■ **Problem**:
Among the entries below, take the line with "Return one point per instance of the rear" and the line with "Return one point per instance of the tire", and output them and every line between them exactly, with nothing else.

■ **Entries supplied**:

....

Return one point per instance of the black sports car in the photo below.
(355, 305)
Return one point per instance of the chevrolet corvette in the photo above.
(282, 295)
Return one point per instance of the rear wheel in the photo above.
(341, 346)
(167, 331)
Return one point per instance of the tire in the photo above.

....

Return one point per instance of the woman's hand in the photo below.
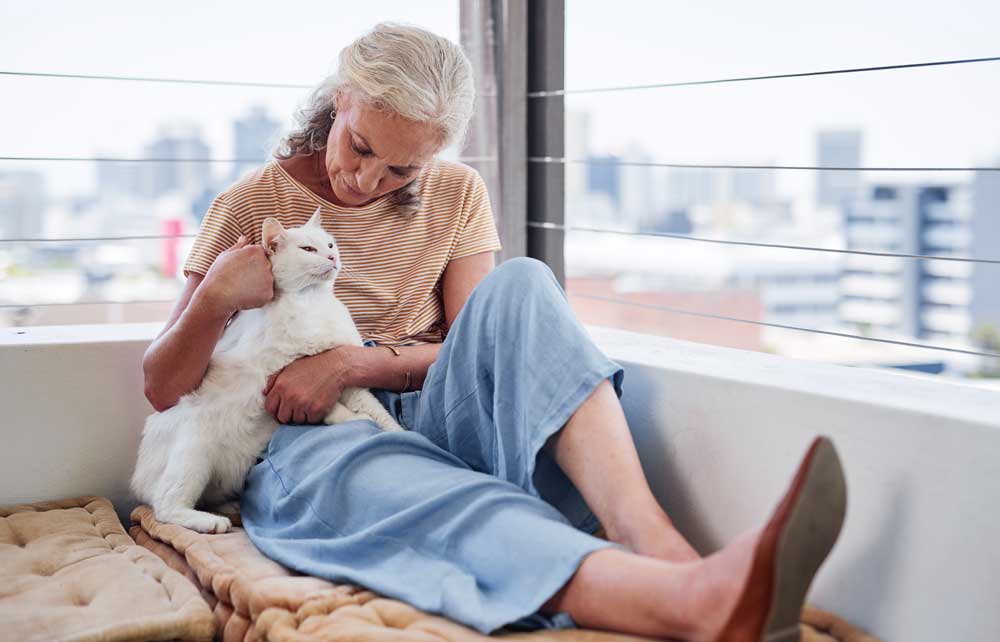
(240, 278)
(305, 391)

....

■ **Solution for this problem**:
Return one point per instance of the rear wheel in the photo above.
(341, 346)
(167, 331)
Return one point per instance of the tire in the photo above.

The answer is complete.